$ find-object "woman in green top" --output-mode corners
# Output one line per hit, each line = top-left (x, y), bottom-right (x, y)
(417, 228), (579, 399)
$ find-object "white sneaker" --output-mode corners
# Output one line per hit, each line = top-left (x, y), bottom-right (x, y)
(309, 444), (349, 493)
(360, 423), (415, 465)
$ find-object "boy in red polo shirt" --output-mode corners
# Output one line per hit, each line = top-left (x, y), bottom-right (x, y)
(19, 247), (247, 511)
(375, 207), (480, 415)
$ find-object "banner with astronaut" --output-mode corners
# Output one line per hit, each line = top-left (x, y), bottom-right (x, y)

= = = =

**TASK BRIEF**
Copy out all of the lines above word for word.

**EXERCISE ANSWER**
$ find-object "woman in green top" --output-mode corners
# Output one line per hit, each line = top-left (x, y), bottom-right (x, y)
(417, 228), (579, 399)
$ find-object "white sneaker" --output-mode corners
# Output one line per hit, each line = top-left (x, y), bottom-right (x, y)
(309, 444), (349, 493)
(360, 423), (415, 465)
$ find-object "boy in red polo shirt" --output-mode corners
# Output one line per hit, each line = top-left (x, y), bottom-right (x, y)
(19, 247), (247, 511)
(375, 207), (480, 415)
$ find-object "banner with astronaut" --output-mode corners
# Output one line per hit, each line = top-left (x, y), bottom-right (x, y)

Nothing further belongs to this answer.